> [TASK REQUIREMENTS] Please reproduce the entries below without changes, from the line containing "Each instance receives one keypoint. Mark the utility" through the end of the entries, including both ends. Leave the pictures out of your answer.

>> Start STORED ROWS

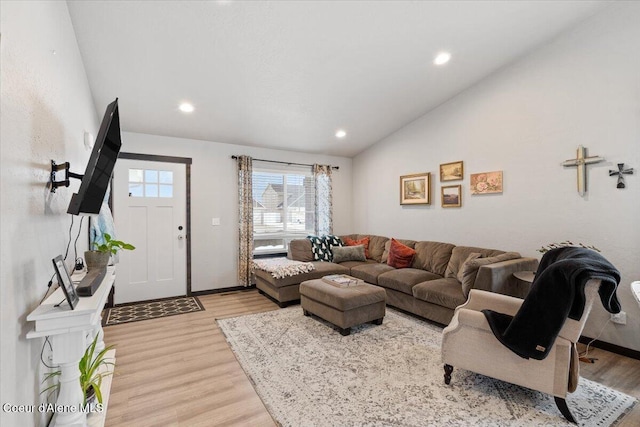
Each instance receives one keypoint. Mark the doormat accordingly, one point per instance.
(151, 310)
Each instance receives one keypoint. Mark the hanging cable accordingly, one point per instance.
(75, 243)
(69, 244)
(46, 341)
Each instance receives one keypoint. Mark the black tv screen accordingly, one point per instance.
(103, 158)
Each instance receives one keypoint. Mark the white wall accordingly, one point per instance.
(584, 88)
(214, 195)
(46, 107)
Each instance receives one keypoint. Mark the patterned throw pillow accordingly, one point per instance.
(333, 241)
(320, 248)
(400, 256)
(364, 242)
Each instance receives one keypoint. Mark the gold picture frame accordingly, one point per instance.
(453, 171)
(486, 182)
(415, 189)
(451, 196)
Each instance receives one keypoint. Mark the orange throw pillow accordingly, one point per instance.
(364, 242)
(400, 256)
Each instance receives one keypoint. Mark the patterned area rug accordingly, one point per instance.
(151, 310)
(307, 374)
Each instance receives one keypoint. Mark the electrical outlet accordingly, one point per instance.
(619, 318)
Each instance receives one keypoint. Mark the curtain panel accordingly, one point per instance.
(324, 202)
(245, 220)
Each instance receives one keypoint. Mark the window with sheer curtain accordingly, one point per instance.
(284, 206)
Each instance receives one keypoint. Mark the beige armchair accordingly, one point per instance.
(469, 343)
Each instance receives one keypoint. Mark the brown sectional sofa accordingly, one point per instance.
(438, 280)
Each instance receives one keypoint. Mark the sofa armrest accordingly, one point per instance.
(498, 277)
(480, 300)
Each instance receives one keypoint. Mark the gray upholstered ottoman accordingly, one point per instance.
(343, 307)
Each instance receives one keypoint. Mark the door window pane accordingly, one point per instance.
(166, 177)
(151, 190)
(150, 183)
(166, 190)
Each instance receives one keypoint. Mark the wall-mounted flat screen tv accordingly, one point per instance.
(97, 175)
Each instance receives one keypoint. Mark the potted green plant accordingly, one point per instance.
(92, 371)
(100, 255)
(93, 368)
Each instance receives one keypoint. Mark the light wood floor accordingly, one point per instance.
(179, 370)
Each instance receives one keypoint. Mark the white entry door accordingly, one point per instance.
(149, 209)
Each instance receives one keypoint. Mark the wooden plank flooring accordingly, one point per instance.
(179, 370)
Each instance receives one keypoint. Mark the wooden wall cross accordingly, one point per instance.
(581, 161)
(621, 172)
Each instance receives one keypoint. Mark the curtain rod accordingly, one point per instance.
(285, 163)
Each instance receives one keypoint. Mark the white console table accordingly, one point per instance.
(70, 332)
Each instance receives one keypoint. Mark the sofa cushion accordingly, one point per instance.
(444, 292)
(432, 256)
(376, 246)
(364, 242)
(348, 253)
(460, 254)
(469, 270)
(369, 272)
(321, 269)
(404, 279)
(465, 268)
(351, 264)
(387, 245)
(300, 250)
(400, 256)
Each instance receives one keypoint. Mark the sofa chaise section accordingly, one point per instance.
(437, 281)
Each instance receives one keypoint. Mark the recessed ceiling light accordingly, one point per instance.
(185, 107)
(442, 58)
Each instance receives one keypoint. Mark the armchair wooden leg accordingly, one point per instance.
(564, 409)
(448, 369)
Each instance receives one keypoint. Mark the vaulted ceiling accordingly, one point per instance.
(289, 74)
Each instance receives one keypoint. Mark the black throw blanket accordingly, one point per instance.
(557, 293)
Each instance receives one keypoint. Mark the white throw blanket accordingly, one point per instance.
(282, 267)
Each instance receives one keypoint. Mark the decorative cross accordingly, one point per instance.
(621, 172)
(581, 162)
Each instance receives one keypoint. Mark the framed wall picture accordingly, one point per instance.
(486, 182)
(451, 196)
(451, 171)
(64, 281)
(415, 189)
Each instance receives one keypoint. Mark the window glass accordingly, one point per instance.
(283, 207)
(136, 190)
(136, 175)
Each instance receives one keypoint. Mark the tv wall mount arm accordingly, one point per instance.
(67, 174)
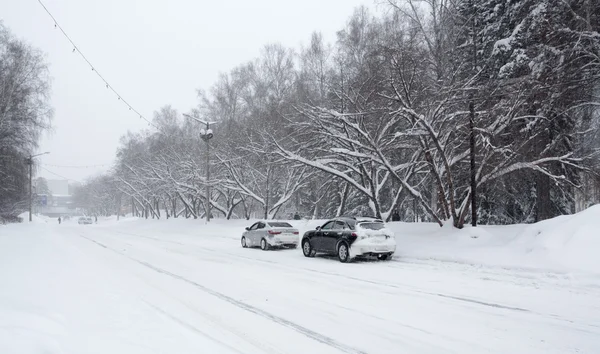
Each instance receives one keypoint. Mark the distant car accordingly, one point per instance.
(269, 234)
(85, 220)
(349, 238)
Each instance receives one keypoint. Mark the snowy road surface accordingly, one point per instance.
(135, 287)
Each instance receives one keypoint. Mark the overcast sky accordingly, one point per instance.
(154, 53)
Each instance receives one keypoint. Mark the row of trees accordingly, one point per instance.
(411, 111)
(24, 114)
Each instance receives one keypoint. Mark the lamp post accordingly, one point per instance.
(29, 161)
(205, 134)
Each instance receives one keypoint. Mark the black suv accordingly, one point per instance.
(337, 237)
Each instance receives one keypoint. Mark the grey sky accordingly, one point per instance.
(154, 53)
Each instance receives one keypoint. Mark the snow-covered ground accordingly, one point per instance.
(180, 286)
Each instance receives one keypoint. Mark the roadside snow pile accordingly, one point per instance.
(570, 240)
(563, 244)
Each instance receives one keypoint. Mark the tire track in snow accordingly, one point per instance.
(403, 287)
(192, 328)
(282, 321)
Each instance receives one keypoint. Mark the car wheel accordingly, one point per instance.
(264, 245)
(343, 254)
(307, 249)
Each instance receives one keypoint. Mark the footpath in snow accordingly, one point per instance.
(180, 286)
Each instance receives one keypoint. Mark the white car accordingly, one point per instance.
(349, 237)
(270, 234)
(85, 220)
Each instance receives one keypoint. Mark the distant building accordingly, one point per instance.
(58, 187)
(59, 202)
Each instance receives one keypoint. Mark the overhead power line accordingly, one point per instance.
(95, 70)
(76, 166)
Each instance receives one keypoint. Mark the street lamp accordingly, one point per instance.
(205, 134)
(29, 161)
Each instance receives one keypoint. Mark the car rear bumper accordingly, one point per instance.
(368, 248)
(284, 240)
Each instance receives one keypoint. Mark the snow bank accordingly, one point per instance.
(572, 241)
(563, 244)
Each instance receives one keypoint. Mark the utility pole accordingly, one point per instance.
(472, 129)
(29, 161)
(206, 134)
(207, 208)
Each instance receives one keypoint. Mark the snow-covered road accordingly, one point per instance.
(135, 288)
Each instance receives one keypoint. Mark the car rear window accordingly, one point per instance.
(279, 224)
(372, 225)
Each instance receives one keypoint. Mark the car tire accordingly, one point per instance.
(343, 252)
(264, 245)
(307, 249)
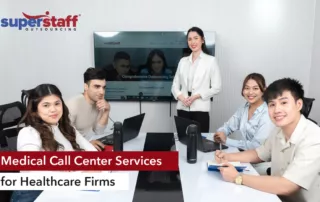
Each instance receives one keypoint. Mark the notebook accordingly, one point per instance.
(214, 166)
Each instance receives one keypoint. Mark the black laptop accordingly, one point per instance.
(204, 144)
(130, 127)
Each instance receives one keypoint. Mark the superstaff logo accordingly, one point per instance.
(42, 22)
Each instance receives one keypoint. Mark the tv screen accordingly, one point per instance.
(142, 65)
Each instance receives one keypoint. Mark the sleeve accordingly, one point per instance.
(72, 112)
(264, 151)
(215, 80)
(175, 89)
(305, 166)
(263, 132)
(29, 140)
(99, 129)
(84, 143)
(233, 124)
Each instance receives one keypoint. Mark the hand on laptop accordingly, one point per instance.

>> End STORED ROWS

> [FINISHED ANSWER]
Each instance receives one keypoint. Mark the utility pole accordingly, one point per instance.
(472, 129)
(29, 161)
(206, 134)
(207, 208)
Each instance receives one keypoint. Mark the snow-covered road accordingly, one point per instance.
(135, 288)
Each instance receives one keypoint. Mark the car rear window accordingly, one point per instance.
(279, 224)
(372, 225)
Each instance receives one keypoint. Mark the car tire accordingly, one point per instance.
(343, 252)
(264, 245)
(307, 249)
Each instance receives one keypoint. Mark the notebook accordingly, one point per instance.
(214, 166)
Each instance receives one keypoint. Mark the black laptop accordingly, one point per instance.
(204, 144)
(130, 127)
Each instance receives one keypoint. Mark the superstaff logo accordingly, one point per instance.
(42, 22)
Each instance receives one keypoint. Mark the tv screen accordingly, one point per instance.
(142, 65)
Each instance receives one keypoint. Mark the sleeve accordingly, one point per instance.
(72, 112)
(264, 151)
(215, 80)
(175, 89)
(305, 166)
(263, 132)
(29, 140)
(99, 129)
(84, 143)
(233, 124)
Each instance receives one keypoint. Mark the hand on laptop accordingly, one point per instance.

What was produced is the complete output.